» **Task details**: Lay out every entry below as a two-column CSV with the header input,output. Give one row per entry, with its text under input and its answer under output, each field in double quotes and any line breaks replaced by spaces.

» **Given records**:
>>>

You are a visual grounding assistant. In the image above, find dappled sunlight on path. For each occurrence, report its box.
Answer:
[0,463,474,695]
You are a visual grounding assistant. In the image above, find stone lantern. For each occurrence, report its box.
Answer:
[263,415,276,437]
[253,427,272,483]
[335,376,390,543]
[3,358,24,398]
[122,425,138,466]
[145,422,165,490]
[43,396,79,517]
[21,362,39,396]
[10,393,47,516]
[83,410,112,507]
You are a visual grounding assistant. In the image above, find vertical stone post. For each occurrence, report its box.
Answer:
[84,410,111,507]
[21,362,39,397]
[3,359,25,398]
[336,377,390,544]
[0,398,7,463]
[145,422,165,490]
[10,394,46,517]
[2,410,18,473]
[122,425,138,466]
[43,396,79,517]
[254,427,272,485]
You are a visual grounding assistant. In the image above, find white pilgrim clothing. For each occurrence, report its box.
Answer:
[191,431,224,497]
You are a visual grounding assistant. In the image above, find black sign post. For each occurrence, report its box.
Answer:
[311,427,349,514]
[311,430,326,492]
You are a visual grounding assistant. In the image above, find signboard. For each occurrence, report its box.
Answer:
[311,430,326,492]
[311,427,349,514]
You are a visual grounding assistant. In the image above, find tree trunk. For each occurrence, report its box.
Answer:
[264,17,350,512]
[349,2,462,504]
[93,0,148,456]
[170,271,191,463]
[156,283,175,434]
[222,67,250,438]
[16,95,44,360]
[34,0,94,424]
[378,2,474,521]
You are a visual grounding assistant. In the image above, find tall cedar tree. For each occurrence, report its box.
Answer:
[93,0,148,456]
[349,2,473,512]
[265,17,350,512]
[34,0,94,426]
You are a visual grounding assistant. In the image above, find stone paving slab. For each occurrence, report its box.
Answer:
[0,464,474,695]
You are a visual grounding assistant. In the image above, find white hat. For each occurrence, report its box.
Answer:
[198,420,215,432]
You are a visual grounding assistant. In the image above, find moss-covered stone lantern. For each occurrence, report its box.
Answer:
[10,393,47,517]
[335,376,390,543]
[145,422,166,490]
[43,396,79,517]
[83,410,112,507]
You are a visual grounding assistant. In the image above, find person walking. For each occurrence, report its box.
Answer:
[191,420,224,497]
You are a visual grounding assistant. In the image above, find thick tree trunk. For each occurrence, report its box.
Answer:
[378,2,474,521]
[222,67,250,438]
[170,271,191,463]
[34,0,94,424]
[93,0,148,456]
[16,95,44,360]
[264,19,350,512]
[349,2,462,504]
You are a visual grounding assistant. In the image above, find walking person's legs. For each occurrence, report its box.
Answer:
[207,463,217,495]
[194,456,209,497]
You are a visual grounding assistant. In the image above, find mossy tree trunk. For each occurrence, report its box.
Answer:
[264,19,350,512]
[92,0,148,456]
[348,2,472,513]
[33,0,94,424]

<<<

» **Complete response**:
input,output
"You are a visual grounding assistant. In the image above, find dappled sunlight on path. For each occurrence, report its box. Answer:","[0,463,474,695]"
"You are a visual grounding assistant. In the image above, find stone lantern. For each occurrence, report its box. Answer:","[263,415,276,437] [253,427,272,483] [335,376,390,543] [3,358,24,398] [122,425,138,466] [145,422,165,490] [43,396,79,517] [21,362,39,396] [10,393,47,516] [83,410,112,507]"
"You are a visual grounding assistant. In the image above, find vertical stone post. For each occurrence, report its box. Answer:","[84,410,111,507] [21,362,39,397] [3,359,25,398] [336,377,390,544] [0,398,7,463] [145,422,165,490] [10,394,46,517] [2,410,18,473] [122,425,138,466] [43,396,79,517] [254,427,272,485]"
"You are a visual grounding assistant. In the image above, find white pilgrim clothing. For each occurrence, report its box. Answer:","[191,431,224,497]"
"You are a visual grounding assistant. In the image above, find black sign post. For each occurrence, report its box. Answer:","[311,427,349,514] [311,430,326,492]"
"You are a visual grounding assistant. In the image above, find signboard. For each occurrence, report its box. Answer:","[311,430,326,492] [311,427,349,514]"
"You are a visual grounding assistant. In the image above, find tree trunk. For each occurrence, report its box. Answer:","[264,17,350,512] [349,2,462,504] [93,0,148,456] [170,271,191,463] [156,283,175,434] [222,67,250,438] [16,95,44,360] [34,0,94,424] [378,2,474,521]"
"You are a visual grounding assistant. In the image above, find tall cedar tree. For each occurrence, report its box. Answer:","[93,0,148,456] [349,2,473,512] [265,17,350,512] [34,0,94,426]"
"You are a visual grounding assistant. In the image above, find stone paving slab. For each occurrence, report its box. Answer:","[0,464,474,695]"
"You are a visual grounding assistant. In the image above, find white hat. For each occurrence, report its box. Answer:","[198,420,215,432]"
"You are a visual grounding assistant. In the image above, find moss-covered stone lantern. For each occurrence, report its box. Answer:","[10,393,47,517] [335,376,390,543] [145,422,166,490] [43,396,79,517] [83,410,112,507]"
"You are a visual grounding assistant. In the image above, find person walking. For each occurrence, report its box. Answer:","[191,420,224,497]"
"You are a visual grounding assistant. In the image above, find thick tree trunk. For each occurrence, report its box. Answer:","[378,2,474,521] [222,67,250,438] [170,271,191,463] [34,0,94,424] [93,0,148,456] [16,95,44,360] [264,19,350,512] [349,2,462,504]"
"You are a visual grounding assistant. In the image above, find walking person's legs. For each occurrence, report its box. Answer:","[207,463,217,495] [194,456,209,497]"
"You are a visual grounding assistant. In the image above, find mossy tree trunk. For each occurrence, report its box. Answer:","[264,19,350,512] [92,0,148,456] [348,2,472,513] [33,0,94,424]"